• _TASK OBJECTIVE_
Quote exactly, and only, the lines from the one with "Target: raised defender's arm" through the end of the listing.

• _THE RECORDS_
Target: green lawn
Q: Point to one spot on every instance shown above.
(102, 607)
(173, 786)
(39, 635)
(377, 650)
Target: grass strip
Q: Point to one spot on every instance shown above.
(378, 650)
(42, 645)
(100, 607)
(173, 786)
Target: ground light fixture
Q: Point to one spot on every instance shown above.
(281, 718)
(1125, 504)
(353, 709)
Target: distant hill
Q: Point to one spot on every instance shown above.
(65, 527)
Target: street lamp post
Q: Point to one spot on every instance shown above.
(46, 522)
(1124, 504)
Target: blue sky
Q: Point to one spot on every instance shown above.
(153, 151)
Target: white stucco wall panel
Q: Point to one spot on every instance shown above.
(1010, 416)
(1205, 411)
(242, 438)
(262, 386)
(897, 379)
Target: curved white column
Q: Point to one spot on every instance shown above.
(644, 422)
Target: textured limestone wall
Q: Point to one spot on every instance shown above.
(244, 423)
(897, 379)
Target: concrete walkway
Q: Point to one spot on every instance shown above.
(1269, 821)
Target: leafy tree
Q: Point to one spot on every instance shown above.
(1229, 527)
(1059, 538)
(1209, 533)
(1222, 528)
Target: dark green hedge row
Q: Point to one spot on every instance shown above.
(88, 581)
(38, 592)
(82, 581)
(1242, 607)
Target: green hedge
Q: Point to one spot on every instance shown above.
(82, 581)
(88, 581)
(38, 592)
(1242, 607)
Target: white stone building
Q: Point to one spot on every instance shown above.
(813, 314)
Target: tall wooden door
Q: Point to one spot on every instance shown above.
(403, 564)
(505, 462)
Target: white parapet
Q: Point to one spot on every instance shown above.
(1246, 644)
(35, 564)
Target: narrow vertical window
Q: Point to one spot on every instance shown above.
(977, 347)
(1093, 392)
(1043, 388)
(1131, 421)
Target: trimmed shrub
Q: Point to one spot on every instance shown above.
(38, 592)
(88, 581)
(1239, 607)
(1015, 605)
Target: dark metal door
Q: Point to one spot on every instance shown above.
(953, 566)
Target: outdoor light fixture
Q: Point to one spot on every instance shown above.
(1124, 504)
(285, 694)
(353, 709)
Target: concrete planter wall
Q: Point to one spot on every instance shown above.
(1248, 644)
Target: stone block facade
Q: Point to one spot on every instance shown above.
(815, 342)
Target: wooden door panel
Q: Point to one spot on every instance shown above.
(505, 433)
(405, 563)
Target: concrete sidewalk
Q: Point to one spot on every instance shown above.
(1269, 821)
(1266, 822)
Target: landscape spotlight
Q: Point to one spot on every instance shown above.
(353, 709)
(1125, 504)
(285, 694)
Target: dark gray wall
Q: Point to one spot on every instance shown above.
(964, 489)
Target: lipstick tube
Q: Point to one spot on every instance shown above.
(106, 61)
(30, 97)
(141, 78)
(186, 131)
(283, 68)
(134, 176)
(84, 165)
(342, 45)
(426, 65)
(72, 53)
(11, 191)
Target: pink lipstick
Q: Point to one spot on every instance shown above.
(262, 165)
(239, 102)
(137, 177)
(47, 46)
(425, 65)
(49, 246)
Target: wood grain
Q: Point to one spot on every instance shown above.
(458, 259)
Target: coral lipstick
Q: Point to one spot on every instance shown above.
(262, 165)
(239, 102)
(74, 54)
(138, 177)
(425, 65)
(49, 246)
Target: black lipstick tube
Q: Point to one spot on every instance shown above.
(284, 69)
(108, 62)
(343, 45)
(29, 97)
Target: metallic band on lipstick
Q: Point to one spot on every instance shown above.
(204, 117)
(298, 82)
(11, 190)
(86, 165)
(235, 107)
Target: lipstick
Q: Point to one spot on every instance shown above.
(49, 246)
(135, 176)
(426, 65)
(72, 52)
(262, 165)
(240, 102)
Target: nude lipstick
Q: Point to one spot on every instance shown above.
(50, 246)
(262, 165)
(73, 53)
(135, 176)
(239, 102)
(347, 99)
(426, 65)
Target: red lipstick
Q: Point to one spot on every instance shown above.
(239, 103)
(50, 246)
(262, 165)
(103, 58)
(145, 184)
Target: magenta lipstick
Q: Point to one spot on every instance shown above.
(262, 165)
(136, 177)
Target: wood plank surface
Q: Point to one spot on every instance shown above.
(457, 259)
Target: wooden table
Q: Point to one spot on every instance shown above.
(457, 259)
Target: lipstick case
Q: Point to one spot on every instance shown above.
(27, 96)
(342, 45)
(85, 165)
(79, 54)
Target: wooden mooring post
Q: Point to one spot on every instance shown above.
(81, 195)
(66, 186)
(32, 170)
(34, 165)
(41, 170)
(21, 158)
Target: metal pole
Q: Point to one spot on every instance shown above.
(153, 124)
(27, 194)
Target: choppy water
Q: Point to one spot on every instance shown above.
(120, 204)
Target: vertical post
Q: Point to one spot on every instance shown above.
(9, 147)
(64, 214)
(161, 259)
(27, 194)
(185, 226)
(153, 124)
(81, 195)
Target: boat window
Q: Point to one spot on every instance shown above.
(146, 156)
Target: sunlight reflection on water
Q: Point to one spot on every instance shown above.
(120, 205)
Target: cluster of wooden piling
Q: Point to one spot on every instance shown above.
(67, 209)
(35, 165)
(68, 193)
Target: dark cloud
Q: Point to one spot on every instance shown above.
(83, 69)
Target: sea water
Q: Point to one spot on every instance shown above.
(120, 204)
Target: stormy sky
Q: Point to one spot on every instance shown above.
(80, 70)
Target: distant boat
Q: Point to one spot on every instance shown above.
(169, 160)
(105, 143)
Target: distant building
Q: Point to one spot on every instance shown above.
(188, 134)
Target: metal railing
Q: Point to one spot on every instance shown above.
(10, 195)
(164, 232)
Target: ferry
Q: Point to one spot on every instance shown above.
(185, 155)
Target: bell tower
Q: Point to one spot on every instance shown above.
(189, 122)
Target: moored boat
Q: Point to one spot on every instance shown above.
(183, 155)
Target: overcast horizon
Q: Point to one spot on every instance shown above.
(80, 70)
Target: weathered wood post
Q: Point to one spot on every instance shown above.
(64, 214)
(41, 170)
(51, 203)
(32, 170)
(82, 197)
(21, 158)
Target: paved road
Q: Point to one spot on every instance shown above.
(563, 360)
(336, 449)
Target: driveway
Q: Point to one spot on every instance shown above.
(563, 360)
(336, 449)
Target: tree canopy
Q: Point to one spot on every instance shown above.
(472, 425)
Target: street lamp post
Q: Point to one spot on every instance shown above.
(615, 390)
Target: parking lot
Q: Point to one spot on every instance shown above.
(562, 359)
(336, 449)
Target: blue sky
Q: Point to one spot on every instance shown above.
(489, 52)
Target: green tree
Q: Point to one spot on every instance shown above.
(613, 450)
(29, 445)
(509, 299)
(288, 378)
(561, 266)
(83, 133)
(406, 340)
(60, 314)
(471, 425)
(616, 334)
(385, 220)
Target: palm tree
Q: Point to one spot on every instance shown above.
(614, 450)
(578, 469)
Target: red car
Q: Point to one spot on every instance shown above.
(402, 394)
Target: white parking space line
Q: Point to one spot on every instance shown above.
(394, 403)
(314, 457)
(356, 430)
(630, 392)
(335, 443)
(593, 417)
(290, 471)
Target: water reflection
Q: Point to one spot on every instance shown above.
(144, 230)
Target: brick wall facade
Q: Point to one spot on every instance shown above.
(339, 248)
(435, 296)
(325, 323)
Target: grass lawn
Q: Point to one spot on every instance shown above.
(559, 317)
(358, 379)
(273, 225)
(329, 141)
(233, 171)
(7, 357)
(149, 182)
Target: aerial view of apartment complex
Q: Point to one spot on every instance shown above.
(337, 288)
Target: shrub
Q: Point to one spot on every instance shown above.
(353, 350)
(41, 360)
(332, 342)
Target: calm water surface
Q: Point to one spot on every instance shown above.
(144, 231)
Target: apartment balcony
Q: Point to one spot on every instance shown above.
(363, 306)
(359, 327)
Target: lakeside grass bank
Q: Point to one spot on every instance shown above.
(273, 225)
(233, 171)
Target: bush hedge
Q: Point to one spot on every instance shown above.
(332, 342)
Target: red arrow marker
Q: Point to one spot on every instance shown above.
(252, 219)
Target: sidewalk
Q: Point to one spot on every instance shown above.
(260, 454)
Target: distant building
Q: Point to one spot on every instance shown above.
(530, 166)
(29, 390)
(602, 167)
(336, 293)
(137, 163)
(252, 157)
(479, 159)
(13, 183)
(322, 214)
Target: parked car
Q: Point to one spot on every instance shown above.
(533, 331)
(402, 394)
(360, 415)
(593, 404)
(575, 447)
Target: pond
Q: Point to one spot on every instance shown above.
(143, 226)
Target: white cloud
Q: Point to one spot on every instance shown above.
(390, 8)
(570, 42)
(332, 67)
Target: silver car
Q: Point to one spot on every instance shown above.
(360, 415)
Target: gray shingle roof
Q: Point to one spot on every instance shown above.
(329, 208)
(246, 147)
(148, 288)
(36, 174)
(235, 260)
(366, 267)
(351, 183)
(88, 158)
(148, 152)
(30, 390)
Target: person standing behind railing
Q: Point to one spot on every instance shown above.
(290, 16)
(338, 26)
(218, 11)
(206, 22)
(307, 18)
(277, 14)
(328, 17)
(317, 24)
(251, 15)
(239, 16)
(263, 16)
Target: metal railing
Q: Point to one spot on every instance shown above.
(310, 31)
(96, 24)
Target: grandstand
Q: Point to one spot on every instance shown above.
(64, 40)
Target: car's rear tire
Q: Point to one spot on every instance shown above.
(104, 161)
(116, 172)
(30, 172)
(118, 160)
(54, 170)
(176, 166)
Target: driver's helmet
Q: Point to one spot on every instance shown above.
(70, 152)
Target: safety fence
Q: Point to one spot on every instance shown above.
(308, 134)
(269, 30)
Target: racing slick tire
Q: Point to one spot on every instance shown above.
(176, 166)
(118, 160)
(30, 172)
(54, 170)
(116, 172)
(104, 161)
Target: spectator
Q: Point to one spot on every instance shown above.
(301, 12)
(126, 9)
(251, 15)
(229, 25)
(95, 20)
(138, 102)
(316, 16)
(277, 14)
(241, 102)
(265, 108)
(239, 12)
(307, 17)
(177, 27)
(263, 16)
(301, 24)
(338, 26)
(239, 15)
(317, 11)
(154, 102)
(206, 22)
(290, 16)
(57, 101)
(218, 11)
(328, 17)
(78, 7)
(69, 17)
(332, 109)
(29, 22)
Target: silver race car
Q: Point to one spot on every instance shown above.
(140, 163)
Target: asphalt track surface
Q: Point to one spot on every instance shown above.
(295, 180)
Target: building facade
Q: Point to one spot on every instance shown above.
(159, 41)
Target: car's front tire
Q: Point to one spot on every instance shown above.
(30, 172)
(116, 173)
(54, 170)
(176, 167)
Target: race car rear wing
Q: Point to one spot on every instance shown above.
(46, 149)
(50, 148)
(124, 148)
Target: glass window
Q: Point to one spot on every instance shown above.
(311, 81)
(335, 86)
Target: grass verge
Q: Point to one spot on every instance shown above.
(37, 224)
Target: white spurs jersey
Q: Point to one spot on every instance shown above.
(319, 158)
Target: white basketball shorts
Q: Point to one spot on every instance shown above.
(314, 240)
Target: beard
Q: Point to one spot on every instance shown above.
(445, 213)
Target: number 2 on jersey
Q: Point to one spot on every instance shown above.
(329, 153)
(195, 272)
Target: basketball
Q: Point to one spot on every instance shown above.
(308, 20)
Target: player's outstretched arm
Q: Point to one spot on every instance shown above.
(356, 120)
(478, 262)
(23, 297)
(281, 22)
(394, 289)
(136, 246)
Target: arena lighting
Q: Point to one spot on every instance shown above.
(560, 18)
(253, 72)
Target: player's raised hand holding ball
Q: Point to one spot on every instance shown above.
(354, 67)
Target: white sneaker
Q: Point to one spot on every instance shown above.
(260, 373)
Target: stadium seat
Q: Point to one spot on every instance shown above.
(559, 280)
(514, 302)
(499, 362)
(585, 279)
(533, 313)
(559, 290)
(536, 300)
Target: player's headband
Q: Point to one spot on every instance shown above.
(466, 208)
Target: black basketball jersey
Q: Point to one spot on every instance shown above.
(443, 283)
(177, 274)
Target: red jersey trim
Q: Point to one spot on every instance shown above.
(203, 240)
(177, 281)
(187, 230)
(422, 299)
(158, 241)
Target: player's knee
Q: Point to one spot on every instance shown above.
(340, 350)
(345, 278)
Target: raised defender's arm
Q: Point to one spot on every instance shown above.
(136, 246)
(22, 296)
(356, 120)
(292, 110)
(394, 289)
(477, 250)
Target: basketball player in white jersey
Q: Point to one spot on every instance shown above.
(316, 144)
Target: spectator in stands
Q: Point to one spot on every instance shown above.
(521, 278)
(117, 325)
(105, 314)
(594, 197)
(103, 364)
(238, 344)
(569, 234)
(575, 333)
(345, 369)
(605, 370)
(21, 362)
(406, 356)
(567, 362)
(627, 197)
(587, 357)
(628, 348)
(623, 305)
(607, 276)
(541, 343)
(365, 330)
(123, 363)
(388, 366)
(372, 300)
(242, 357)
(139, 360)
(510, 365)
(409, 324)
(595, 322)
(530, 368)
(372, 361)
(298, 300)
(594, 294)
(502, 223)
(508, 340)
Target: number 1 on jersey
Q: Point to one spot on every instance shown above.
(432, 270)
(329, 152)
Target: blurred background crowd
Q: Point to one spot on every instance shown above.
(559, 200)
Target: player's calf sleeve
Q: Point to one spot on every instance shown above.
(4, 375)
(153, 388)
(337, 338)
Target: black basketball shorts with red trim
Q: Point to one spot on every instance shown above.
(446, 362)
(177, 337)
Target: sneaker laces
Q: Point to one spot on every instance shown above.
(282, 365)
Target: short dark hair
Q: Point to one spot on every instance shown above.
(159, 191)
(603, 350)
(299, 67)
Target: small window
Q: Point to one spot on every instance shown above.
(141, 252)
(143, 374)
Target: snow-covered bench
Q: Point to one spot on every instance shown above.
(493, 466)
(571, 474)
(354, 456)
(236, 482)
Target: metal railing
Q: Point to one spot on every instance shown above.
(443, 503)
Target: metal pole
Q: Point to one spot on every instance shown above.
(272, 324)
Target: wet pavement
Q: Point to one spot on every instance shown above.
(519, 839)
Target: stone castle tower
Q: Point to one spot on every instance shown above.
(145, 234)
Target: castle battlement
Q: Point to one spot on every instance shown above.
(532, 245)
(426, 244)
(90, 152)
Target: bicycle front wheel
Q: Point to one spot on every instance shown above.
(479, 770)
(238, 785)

• _WORKED SOLUTION_
Target: raised defender's arm
Q: Point to one spot on every instance shown above.
(136, 246)
(22, 296)
(356, 120)
(292, 110)
(394, 289)
(477, 250)
Target: basketball player in white jersey
Q: Point to one spot on every instance shown above.
(316, 144)
Target: spectator in stands
Q: Point to one spot on every instance shown above.
(521, 278)
(117, 325)
(105, 314)
(594, 197)
(103, 364)
(238, 344)
(569, 234)
(575, 333)
(345, 369)
(605, 370)
(21, 362)
(406, 356)
(567, 362)
(627, 197)
(587, 357)
(628, 348)
(623, 305)
(607, 276)
(541, 343)
(365, 330)
(123, 363)
(388, 366)
(372, 300)
(242, 357)
(139, 360)
(510, 365)
(409, 324)
(595, 322)
(530, 368)
(372, 361)
(298, 300)
(594, 294)
(502, 223)
(508, 340)
Target: number 1 on jersey
Q: Point to one spot on every instance shown above.
(432, 270)
(329, 152)
Target: blurred background crowd
Q: Point to one spot on every instance shown above.
(559, 200)
Target: player's calf sleeve
Q: Point to one spot on every instance shown above.
(4, 375)
(153, 388)
(337, 338)
Target: black basketball shorts with red trim
Q: Point to one spot on every instance shown above.
(446, 362)
(177, 337)
Target: sneaker laces
Q: Point to one spot on every instance shown above.
(282, 365)
Target: short dark hair
Q: Point to one spot on every instance shown above.
(159, 191)
(603, 350)
(299, 67)
Target: small window
Q: Point to one spot on every instance shown above.
(141, 252)
(143, 374)
Target: snow-covered bench
Q: Point to one spot on every instance shown above.
(493, 466)
(571, 474)
(354, 456)
(236, 482)
Target: metal railing
Q: Point to one spot on every instance shown above.
(443, 503)
Target: metal pole
Q: Point to one spot on every instance shown above.
(272, 324)
Target: wet pavement
Q: Point to one spot on every instance shown above.
(519, 839)
Target: stone castle tower
Q: Point to one spot on every instance shown above.
(145, 234)
Target: castle battlement
Q: Point to one spot on every instance shown above.
(532, 245)
(426, 244)
(90, 152)
Target: bicycle front wheel
Q: Point to one spot on every instance shown above.
(479, 770)
(238, 785)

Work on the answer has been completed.